> _Task_
Without changing anything, transcribe all of the entries.
START Dataset content
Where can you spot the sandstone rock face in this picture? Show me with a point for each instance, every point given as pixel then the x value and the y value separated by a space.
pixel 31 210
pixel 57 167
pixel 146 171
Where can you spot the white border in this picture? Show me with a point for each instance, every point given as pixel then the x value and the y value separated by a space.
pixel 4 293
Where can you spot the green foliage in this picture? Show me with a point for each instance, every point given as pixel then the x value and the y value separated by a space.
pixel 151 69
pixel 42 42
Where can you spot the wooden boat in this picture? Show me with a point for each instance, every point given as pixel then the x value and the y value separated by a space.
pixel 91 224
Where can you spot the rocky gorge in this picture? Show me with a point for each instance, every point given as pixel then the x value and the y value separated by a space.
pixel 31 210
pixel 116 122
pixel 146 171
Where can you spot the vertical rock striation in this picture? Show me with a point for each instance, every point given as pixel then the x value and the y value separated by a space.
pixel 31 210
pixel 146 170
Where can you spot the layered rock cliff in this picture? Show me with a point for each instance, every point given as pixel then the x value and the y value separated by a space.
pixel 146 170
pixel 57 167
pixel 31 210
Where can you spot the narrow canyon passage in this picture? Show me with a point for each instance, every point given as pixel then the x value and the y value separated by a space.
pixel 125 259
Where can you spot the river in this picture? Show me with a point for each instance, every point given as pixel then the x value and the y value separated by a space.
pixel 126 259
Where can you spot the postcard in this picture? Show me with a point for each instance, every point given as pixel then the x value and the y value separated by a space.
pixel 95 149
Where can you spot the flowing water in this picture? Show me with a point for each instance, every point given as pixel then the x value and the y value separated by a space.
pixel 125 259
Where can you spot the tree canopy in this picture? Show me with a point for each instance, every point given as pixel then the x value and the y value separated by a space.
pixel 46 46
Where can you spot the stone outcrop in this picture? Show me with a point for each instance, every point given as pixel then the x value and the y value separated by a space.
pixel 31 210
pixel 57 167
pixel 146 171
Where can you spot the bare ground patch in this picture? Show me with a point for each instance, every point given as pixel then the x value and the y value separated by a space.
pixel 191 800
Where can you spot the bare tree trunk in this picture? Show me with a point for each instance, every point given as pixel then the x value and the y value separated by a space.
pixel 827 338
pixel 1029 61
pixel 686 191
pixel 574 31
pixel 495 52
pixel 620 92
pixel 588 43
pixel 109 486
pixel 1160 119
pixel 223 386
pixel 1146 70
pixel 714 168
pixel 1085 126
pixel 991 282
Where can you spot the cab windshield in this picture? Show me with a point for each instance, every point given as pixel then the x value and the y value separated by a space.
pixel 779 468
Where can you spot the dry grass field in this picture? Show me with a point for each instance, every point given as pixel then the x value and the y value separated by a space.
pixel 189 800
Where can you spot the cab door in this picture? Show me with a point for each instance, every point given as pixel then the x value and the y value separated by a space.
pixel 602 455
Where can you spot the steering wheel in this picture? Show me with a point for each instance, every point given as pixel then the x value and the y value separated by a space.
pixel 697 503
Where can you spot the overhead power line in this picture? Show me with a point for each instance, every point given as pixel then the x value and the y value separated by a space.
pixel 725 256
END Dataset content
> _The completed task_
Where can you spot the sandstone rock face in this picture? Show me with a point for each instance, every point given as pixel then the x value and the y value separated by a space.
pixel 31 210
pixel 57 167
pixel 146 171
Where can you spot the white border in this picture? Show me with a point for each instance, every point given as pixel then the x value and the y value separated by a space.
pixel 4 293
Where can you spot the green foliage in this picture? Show me with a point for each instance, every point given as pixel then the x value and the y value separated by a space.
pixel 151 69
pixel 42 42
Where can you spot the wooden boat in this picture? Show me with a point for each instance, every point given as pixel then the x value and the y value separated by a space.
pixel 91 224
Where can you spot the rocky gorge in this picture? Show me with a point for each instance, every point given as pixel then the x value and the y value separated by a space.
pixel 31 210
pixel 116 122
pixel 146 171
Where can you spot the vertical rock striation in this picture? Show me with a point for each instance, every point given as pixel then the x value and the y value separated by a space.
pixel 31 210
pixel 146 170
Where can you spot the layered rock cliff in this picture? Show me with a point for each instance, every point given as pixel then the x value and the y value separated by a space.
pixel 146 170
pixel 57 167
pixel 31 210
Where can you spot the narrow canyon passage in this picture? Show me with a point for each instance, every point given as pixel then the x value and the y value separated by a space.
pixel 125 259
Where can you spot the river in this picture? Show me with a point for each instance, every point given as pixel then the x value and the y value separated by a space.
pixel 126 259
Where can you spot the postcard in this picture? Show me with a point for each instance, every point given as pixel then the x value and the y value separated by a space.
pixel 95 149
Where can you spot the flowing water in this picture? Show me with a point for each instance, every point given as pixel then the x value and the y value separated by a space.
pixel 125 259
Where can you spot the tree canopy in this picture? Show me with a point for each instance, every point given as pixel then the x value and the y value separated by a space.
pixel 46 46
Where can you spot the stone outcrop in this picture? Show me with a point for each instance, every point given as pixel then the x value and the y value separated by a space.
pixel 31 210
pixel 57 167
pixel 146 171
Where can you spot the bare ground patch in this picture? Show me with a point for each instance, every point given as pixel then the x value and the y value separated by a space.
pixel 191 800
Where can you spot the bare tree trunk in this picture? Show me with a point for each instance, every point given as pixel then the x value and the y value separated by a space.
pixel 827 338
pixel 1029 61
pixel 686 191
pixel 574 31
pixel 495 52
pixel 620 92
pixel 588 43
pixel 109 486
pixel 1160 119
pixel 223 386
pixel 1146 70
pixel 714 168
pixel 1085 126
pixel 991 282
Where can you spot the cab windshield in this picture? Show me with a point for each instance, every point given as pixel then the x value and the y value separated by a space.
pixel 779 468
Where can you spot the dry grass field in this picture? Show me with a point for each instance, every point given as pixel then the x value and the y value separated by a space.
pixel 189 800
Where can you spot the cab door in this picture? Show me with a point for each instance, every point given as pixel then the x value and the y value separated by a space.
pixel 602 455
Where can you spot the steering wheel in this picture? Show me with a point for each instance, every point given as pixel then the x value and the y value separated by a space.
pixel 697 503
Where can you spot the overhead power line in this picture? Show me with a point for each instance, every point given as pixel then the x value and the y value separated by a space.
pixel 725 256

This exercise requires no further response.